The notice given in this case included the names and addresses of plaintiffs and their attorneys; described the attack and the injuries suffered by plaintiffs’ son; enumerated the various losses for which damages were being sought; identified the Sheriff and Deputy Gaskins; recounted the history of the Sheriff’s failure to respond to complaints about dogs at large; and stated:
The Sheriff’s office was completely unresponsive to the citizens’ concerns and ignored repeated requests for protection for their safety despite knowing that [the property owners’ association] had fired their animal control officer some two months prior to [the son’s] mauling. Moreover, upon information and belief, the officer dispatched to respond to the mauling was not adequately trained and is reported [to have] delayed responding while he tended to personal matters.
We agree with the trial court that the notice substantially complied with the requirements of § 24-10-109(2), and that it gave both defendants the information necessary to investigate, remedy any problem, and make adequate financial arrangements to meet any potential liability. Although the words "willful and wanton" were not used, the factual description in the notice was sufficient to apprise both Gaskins and the Sheriff that plaintiffs would seek to hold them liable for willful and wanton conduct and that they could be subject to exemplary damages. See Bresciani v. Haragan, supra (even though notice did not specifically reference willful and wanton conduct, assertion that defendants had unnecessarily damaged and destroyed plaintiffs’ residence constituted sufficient notice that damage may have been caused by willful and wanton conduct). Thus, the trial court did not err in declining to dismiss plaintiffs’ complaint based on insufficient notice.
SHERIFF’S APPEAL AND PLAINTIFFS’
In order to address the issues presented in the Sheriff’s appeal and plaintiffs’ cross-appeal, we must first determine whether plaintiffs’ claims against the "Archuleta County Sheriff" were claims (1) only against the Sheriff’s Department as a public entity and the Sheriff in his official capacity as head of that entity, or (2) against the Sheriff as an individual as well.
If the action is determined to be against the Sheriff in his official capacity, it is effectively an action against his office, and the immunity principles applicable to suits against the state or against public entities apply. State v. Nieto, 993 P.2d 493 (Colo. 2000) (although state officials literally are persons, when a plaintiff sues a state official in his or her official capacity, he is actually suing the official’s office); see also Ainscough v. Owens, 90 P.3d 851 (Colo. 2004) (official capacity suit is merely another way of pleading an action against the official’s entity); Corsentino v. Cordova, 4 P.3d 1082 (Colo. 2000)(county sheriff, sued in official capacity, asserted sovereign immunity).
Conversely, as discussed above, public employees sued in their individual capacities for willful and wanton conduct do not enjoy sovereign immunity. Such individuals enjoy only a qualified immunity that is waived if the conduct at issue was willful and wanton. Middleton v. Hartman, 45 P.3d 721 (Colo. 2002); see §§ 24-10-105, 24-10-118(2)(a).

■ **Instructions**
a. According to the court opinion excerpt, what immunity do public employees sued in their individual capacities for willful and wanton conduct enjoy?
b. Transcribe the passage of the court opinion excerpt that opens with the words containing "If the action" and closes with "asserted sovereign immunity).".

Dataset excerpt:
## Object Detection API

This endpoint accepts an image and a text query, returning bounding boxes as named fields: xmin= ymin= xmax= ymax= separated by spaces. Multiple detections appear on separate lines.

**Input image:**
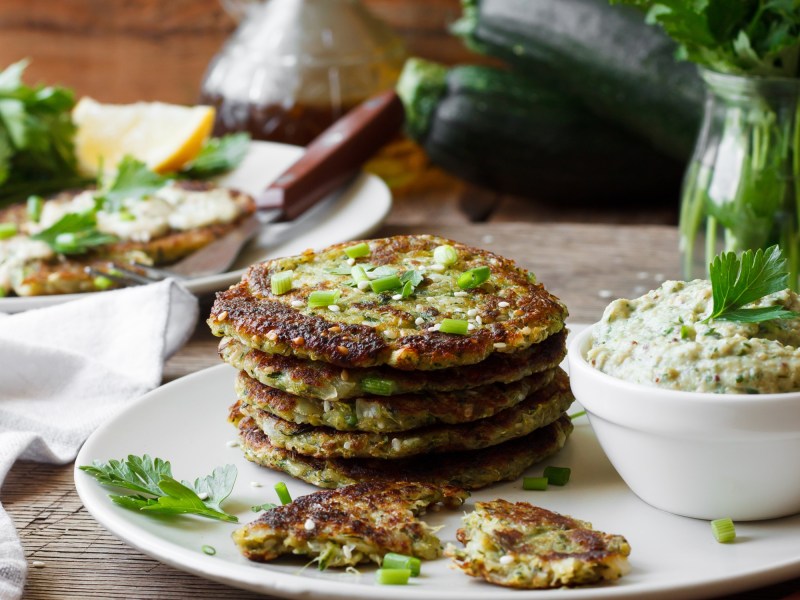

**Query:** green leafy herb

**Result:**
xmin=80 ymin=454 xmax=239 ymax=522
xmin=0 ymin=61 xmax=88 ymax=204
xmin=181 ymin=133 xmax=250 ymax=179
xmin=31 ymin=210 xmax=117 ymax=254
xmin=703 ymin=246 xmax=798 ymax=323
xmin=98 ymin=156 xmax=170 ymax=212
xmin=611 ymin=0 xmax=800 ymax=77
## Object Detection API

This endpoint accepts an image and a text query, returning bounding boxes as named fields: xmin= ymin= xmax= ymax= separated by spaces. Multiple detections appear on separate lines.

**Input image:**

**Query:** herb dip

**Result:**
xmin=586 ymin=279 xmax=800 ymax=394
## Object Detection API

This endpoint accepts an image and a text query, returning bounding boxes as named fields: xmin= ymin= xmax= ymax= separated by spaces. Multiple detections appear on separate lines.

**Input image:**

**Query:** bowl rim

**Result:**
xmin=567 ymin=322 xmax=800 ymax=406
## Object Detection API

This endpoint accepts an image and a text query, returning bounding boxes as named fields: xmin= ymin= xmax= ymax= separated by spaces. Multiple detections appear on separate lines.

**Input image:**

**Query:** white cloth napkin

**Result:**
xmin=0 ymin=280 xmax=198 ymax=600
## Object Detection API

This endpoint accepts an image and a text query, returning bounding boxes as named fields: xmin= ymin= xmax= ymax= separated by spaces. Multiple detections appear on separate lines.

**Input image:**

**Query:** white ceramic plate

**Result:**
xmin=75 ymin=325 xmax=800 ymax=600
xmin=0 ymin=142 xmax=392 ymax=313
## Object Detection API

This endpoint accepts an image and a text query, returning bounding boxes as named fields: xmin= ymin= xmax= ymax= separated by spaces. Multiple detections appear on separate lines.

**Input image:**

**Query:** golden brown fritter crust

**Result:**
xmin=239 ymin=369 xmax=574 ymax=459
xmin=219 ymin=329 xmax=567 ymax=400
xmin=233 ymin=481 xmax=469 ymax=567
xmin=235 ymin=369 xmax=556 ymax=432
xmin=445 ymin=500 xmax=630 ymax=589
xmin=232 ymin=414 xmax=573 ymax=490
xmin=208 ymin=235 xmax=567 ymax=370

* * *

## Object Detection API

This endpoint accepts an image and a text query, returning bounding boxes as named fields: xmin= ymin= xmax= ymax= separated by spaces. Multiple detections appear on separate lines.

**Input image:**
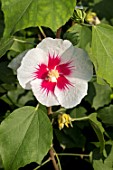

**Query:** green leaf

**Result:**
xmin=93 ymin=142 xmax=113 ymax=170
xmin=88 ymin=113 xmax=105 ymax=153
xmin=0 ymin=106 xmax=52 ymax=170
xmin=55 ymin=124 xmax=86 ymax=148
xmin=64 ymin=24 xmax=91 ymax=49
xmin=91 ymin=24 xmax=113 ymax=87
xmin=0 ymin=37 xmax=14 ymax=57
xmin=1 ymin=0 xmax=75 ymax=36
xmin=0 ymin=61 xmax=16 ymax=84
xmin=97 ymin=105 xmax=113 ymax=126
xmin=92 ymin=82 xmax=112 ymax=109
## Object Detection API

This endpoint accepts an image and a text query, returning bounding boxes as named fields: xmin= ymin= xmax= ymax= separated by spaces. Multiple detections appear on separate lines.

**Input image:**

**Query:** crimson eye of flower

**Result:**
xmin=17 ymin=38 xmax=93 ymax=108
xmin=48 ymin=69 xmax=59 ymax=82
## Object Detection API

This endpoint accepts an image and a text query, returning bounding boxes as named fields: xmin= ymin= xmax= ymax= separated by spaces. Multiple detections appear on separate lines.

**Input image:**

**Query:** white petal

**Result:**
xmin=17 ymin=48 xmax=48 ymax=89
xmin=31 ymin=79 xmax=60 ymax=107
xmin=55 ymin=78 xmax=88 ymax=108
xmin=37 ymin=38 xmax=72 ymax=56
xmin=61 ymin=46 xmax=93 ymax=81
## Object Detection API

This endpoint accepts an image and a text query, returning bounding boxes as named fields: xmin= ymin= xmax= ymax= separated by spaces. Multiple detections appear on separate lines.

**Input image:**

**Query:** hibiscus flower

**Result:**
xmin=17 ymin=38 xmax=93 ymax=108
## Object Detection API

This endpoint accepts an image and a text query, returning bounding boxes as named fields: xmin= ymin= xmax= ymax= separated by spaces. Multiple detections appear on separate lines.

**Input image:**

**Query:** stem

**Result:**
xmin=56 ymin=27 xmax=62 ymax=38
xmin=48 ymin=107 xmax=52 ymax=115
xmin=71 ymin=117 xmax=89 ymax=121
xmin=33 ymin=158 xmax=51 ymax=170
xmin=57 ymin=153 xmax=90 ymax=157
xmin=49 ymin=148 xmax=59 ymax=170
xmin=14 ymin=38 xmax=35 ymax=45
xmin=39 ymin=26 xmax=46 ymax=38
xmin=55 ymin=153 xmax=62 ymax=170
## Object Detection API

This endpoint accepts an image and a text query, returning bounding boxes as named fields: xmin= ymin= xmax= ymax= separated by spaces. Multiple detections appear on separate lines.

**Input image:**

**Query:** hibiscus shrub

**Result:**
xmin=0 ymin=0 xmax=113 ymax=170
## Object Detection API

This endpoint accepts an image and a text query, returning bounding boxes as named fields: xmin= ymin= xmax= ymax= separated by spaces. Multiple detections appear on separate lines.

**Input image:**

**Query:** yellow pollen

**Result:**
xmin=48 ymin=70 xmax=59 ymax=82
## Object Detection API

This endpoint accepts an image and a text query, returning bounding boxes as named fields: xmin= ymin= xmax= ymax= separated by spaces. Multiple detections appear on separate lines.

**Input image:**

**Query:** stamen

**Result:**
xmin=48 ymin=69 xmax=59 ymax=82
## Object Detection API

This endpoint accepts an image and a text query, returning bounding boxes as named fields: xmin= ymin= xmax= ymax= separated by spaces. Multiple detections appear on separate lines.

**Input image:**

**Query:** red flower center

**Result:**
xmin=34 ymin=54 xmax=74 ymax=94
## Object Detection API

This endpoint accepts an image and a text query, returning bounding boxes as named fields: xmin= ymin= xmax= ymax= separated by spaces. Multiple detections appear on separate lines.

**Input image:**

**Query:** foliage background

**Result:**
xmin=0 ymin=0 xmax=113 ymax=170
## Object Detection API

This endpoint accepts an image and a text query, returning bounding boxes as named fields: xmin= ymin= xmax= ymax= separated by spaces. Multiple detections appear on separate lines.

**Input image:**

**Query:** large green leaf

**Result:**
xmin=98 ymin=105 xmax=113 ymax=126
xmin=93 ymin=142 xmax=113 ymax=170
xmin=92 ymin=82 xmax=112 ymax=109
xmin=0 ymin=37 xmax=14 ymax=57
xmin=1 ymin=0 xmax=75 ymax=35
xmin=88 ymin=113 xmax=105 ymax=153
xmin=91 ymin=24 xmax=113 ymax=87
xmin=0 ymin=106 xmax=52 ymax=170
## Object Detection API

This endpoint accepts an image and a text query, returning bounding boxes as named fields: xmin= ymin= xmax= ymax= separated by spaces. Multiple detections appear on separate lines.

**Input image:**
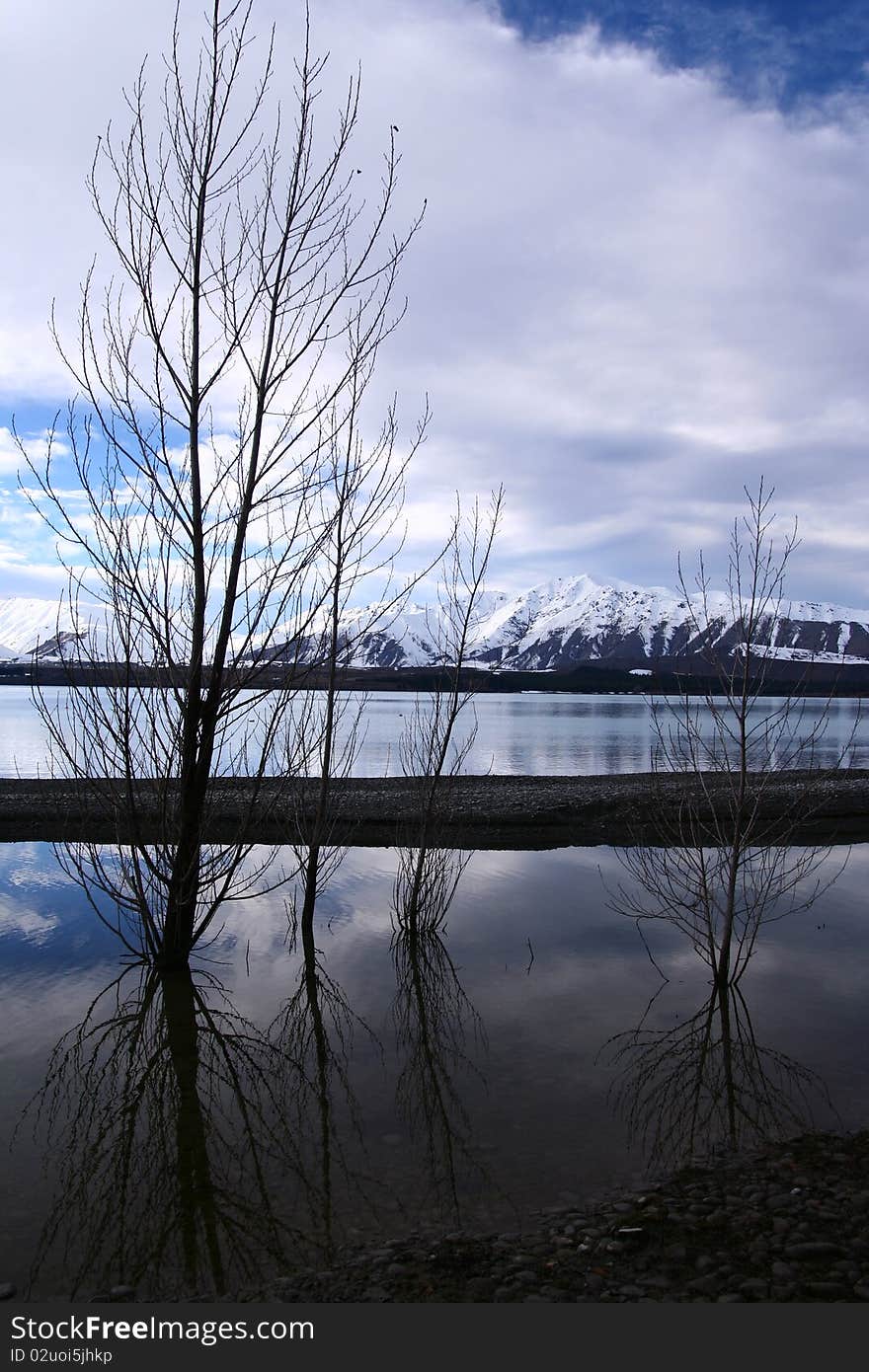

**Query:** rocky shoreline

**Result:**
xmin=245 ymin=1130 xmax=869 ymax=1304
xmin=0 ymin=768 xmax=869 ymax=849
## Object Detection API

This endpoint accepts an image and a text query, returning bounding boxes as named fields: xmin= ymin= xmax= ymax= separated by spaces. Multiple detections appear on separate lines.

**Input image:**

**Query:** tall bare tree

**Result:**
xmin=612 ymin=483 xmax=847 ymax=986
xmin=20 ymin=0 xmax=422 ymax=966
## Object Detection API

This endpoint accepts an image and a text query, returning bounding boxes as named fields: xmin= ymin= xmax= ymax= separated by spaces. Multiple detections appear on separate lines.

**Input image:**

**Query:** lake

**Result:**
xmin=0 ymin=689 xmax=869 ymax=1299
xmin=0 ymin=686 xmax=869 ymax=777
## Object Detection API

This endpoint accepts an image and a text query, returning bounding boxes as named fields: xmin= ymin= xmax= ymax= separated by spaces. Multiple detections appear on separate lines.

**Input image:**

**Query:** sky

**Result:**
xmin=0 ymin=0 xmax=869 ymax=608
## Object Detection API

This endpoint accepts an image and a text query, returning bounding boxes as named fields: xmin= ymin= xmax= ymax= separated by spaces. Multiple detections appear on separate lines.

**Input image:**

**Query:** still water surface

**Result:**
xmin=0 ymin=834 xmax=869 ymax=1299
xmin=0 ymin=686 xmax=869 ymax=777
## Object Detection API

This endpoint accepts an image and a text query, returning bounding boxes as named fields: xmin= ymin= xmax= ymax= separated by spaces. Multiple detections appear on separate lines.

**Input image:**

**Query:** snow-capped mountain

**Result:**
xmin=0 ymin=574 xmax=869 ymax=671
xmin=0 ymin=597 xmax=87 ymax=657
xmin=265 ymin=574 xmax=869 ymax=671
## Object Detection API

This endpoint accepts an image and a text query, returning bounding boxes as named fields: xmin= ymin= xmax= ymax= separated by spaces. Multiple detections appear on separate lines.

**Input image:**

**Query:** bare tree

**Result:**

==

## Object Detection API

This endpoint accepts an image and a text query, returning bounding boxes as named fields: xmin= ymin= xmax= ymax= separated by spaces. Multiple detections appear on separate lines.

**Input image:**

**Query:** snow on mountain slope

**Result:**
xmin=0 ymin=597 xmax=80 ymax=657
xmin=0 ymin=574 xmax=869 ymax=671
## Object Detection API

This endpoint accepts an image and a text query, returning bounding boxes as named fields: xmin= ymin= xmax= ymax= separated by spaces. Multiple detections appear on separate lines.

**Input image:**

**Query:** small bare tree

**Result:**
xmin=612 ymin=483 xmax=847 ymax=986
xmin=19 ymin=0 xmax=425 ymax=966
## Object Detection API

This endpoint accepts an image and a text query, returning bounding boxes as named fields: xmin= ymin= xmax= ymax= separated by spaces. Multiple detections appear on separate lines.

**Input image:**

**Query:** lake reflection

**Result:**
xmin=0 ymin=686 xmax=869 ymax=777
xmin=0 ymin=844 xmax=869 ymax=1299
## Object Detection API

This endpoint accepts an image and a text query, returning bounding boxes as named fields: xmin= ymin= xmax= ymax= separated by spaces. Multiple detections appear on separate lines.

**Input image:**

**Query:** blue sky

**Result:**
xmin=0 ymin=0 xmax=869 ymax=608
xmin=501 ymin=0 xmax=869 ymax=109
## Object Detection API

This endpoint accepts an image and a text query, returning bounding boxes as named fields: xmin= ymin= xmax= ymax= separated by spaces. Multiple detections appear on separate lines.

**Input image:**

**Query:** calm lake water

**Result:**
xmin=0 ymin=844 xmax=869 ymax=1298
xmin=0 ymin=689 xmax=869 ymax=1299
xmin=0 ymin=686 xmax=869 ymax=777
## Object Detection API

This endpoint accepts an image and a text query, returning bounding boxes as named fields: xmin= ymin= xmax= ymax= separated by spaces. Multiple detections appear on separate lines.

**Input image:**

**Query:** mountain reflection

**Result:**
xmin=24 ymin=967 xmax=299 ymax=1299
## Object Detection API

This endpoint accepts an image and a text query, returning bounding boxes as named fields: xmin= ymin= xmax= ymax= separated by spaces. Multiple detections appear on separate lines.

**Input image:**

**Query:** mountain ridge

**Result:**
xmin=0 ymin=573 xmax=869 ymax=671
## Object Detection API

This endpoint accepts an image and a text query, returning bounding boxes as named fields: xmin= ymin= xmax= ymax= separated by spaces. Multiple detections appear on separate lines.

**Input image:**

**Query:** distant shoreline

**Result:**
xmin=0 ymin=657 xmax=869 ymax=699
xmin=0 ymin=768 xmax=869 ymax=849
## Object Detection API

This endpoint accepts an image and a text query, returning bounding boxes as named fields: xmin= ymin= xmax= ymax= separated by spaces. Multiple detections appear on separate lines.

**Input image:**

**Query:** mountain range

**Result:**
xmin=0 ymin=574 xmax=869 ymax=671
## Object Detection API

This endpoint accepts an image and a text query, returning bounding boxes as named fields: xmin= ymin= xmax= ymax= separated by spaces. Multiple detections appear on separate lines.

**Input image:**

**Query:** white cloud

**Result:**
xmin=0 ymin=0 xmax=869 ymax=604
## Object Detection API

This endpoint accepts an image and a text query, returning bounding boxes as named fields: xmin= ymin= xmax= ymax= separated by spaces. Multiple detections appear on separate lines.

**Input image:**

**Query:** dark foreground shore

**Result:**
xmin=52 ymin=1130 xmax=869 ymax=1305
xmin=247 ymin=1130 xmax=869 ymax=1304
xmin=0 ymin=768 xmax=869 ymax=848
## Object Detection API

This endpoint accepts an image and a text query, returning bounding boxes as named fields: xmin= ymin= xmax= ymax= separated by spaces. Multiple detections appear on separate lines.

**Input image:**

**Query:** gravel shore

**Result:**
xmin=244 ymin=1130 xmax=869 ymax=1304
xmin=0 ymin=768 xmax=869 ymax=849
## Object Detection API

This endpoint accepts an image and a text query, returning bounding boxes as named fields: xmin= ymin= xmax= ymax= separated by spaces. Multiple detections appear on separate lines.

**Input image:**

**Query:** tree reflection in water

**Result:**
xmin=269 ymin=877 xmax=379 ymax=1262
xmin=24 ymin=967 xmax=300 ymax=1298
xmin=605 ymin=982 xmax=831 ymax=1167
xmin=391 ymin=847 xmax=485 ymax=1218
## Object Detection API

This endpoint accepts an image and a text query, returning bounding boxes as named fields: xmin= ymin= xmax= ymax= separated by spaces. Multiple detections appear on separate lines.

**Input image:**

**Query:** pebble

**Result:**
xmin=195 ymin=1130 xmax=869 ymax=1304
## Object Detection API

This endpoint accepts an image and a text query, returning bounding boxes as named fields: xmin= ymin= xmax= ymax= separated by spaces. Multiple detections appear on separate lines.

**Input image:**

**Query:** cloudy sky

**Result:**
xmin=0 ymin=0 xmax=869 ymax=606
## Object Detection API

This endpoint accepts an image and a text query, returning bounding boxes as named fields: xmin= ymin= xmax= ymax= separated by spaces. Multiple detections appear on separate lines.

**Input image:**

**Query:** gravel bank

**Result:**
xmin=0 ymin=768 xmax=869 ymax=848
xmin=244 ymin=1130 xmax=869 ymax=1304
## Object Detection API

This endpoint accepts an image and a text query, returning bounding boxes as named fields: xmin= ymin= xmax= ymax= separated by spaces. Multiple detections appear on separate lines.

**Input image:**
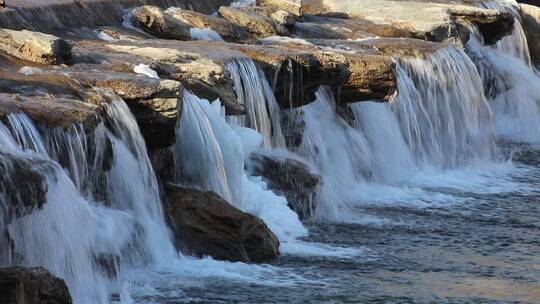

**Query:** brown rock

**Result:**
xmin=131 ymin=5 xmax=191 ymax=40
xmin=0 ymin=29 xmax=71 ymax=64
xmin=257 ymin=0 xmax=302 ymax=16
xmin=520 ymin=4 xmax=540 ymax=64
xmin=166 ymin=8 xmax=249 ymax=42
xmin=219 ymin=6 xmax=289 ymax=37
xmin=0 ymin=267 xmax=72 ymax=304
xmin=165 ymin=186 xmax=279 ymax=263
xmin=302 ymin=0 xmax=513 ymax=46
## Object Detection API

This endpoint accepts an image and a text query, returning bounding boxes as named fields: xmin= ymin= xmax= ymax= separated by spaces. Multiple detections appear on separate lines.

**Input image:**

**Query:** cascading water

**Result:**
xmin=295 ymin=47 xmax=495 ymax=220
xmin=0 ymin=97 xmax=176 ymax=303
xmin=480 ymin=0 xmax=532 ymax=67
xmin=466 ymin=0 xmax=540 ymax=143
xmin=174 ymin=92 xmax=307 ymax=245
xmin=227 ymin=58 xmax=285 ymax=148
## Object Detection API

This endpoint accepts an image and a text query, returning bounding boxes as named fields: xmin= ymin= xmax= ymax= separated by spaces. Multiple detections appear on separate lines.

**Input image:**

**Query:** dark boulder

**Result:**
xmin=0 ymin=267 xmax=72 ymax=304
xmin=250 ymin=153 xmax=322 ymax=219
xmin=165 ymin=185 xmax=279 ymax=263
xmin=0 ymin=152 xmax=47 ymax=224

■ **The responses**
a. They enjoy only a qualified immunity, which is waived if the conduct at issue was willful and wanton.

b.
If the action is determined to be against the Sheriff in his official capacity, it is effectively an action against his office, and the immunity principles applicable to suits against the state or against public entities apply. State v. Nieto, 993 P.2d 493 (Colo. 2000) (although state officials literally are persons, when a plaintiff sues a state official in his or her official capacity, he is actually suing the official’s office); see also Ainscough v. Owens, 90 P.3d 851 (Colo. 2004) (official capacity suit is merely another way of pleading an action against the official’s entity); Corsentino v. Cordova, 4 P.3d 1082 (Colo. 2000)(county sheriff, sued in official capacity, asserted sovereign immunity).